Recorded data:
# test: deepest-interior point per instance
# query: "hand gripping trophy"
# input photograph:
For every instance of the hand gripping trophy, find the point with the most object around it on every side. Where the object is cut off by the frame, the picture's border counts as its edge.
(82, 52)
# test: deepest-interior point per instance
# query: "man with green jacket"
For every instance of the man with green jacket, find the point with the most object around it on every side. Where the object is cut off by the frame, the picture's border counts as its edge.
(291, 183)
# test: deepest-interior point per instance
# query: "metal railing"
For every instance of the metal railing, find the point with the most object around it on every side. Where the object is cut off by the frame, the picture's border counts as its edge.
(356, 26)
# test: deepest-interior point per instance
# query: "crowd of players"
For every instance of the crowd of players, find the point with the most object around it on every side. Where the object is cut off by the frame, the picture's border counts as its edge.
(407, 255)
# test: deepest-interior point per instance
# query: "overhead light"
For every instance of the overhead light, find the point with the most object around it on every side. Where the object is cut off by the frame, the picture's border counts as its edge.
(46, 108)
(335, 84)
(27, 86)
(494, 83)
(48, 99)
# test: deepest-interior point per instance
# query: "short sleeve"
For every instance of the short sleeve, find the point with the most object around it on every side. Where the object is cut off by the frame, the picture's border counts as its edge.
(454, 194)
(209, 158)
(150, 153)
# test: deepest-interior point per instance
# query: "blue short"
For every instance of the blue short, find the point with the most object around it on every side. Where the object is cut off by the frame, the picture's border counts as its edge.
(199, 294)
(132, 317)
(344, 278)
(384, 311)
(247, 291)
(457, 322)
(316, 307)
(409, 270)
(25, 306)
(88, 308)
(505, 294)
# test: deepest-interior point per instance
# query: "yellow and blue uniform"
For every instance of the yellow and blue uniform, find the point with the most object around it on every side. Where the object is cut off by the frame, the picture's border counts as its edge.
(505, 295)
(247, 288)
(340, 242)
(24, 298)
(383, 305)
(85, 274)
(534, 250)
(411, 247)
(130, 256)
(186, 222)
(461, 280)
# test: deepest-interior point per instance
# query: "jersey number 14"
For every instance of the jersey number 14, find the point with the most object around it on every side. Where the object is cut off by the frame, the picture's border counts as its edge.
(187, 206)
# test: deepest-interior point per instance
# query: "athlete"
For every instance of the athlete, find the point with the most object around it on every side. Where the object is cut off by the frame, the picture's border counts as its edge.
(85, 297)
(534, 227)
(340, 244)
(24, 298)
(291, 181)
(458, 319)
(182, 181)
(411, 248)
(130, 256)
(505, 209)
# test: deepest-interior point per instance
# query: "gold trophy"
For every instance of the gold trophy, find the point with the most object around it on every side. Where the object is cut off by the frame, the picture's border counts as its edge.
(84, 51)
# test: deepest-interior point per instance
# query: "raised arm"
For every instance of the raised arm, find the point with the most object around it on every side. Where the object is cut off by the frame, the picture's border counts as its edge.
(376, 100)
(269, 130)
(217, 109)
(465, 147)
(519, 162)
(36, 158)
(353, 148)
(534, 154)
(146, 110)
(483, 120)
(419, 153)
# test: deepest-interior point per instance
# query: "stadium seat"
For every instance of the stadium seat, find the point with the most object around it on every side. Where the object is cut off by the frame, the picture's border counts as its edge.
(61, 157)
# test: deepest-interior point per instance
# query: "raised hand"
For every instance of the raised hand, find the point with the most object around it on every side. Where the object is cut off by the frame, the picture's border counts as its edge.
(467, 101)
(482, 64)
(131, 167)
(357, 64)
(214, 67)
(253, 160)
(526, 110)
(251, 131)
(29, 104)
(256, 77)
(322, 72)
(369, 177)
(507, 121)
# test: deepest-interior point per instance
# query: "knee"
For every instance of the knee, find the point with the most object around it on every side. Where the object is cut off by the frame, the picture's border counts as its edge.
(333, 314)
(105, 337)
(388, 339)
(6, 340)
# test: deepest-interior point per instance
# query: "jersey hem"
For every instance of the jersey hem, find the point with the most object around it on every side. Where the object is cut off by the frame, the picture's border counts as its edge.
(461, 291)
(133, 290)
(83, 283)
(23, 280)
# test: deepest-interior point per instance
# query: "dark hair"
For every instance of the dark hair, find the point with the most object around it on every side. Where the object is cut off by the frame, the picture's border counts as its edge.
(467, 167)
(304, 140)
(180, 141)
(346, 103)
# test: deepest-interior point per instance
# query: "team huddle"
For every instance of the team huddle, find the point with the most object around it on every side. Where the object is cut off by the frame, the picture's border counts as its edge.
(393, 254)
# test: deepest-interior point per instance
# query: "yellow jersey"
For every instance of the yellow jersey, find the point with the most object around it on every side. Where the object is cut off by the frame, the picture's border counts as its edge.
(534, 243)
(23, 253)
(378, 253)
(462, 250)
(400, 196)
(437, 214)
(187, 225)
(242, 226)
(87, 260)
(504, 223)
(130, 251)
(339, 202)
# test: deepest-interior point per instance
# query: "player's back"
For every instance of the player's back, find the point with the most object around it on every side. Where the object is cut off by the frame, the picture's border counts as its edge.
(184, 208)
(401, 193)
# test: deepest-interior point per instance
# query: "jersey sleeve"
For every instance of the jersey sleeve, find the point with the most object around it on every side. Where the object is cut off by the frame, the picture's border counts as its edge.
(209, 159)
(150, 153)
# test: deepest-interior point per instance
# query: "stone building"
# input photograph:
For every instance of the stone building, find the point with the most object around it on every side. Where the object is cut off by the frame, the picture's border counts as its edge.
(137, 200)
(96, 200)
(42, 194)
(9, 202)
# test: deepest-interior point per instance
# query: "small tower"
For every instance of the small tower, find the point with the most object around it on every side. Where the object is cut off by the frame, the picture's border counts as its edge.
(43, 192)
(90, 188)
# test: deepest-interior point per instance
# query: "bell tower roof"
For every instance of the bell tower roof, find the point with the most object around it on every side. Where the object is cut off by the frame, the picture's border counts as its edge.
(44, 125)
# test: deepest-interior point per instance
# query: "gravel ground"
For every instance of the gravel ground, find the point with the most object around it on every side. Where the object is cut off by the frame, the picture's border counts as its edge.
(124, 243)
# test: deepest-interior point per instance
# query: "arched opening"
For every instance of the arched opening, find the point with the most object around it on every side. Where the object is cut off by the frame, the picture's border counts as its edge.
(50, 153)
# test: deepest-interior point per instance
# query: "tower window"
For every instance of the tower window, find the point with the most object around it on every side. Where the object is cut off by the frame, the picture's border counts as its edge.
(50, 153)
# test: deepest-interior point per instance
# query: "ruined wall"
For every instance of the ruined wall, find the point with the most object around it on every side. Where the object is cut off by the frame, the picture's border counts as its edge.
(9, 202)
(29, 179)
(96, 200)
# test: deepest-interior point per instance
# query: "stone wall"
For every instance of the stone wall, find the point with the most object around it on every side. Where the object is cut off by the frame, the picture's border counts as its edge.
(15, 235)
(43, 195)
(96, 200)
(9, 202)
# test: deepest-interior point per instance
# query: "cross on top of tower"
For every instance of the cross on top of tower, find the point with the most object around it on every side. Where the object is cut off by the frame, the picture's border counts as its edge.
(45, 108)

## The request
How many of the lines above contain the string "stadium"? Reply with the number alone.

## Written answer
2